> Prompt
Repeat everything from "[50] As Peter" down to "for it so far." in the passage on socially constructed worlds.

> Text under study


[50] As Peter Berger trenchantly pointed out in The Sacred Canopy (1967, 29), however, “all socially constructed worlds are inherently precarious.” That is, they are constantly open to the threat of challenge and disconfirmation. And, indeed, as I indicated earlier, this is one of the principle means by which members of the Christian countercult seek to discredit target traditions, to disenchant religious adherents, and to encourage conversion to evangelical Protestantism. Creatively misreading Durkheim for a moment, their argument runs that if the “efficient cause” can be demonstrated flawed, then the social function must be similarly flawed. A reasonable premise, perhaps—there just doesn’t seem to be a lot of empirical evidence for it so far.

> Entries provided

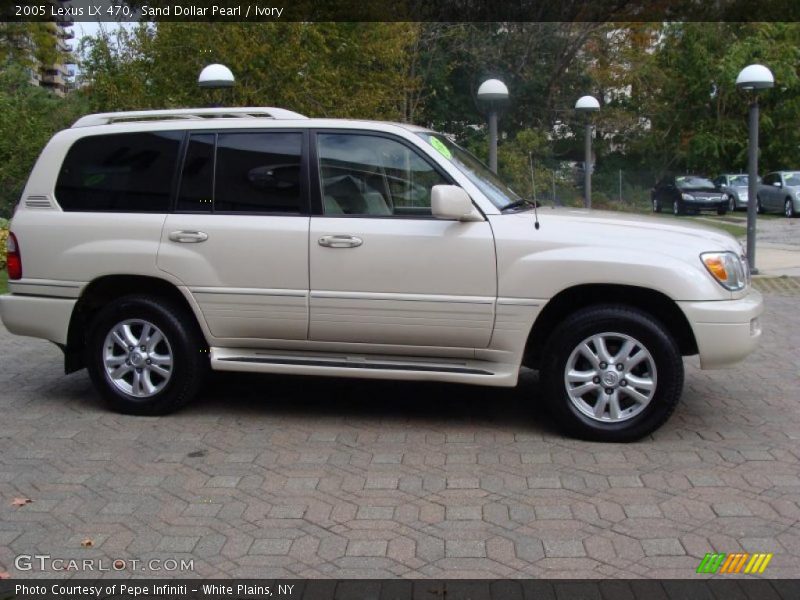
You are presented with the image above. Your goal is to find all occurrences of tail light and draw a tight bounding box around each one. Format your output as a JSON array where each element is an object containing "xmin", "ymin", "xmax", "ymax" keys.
[{"xmin": 6, "ymin": 232, "xmax": 22, "ymax": 279}]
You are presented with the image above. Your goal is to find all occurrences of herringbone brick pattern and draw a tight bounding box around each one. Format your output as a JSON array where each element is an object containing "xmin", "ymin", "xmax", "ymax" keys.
[{"xmin": 0, "ymin": 295, "xmax": 800, "ymax": 578}]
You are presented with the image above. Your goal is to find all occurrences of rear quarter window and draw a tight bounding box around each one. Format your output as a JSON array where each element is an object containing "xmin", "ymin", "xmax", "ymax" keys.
[{"xmin": 56, "ymin": 131, "xmax": 183, "ymax": 212}]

> Answer section
[50] As Peter Berger trenchantly pointed out in The Sacred Canopy (1967, 29), however, “all socially constructed worlds are inherently precarious.” That is, they are constantly open to the threat of challenge and disconfirmation. And, indeed, as I indicated earlier, this is one of the principle means by which members of the Christian countercult seek to discredit target traditions, to disenchant religious adherents, and to encourage conversion to evangelical Protestantism. Creatively misreading Durkheim for a moment, their argument runs that if the “efficient cause” can be demonstrated flawed, then the social function must be similarly flawed. A reasonable premise, perhaps—there just doesn’t seem to be a lot of empirical evidence for it so far.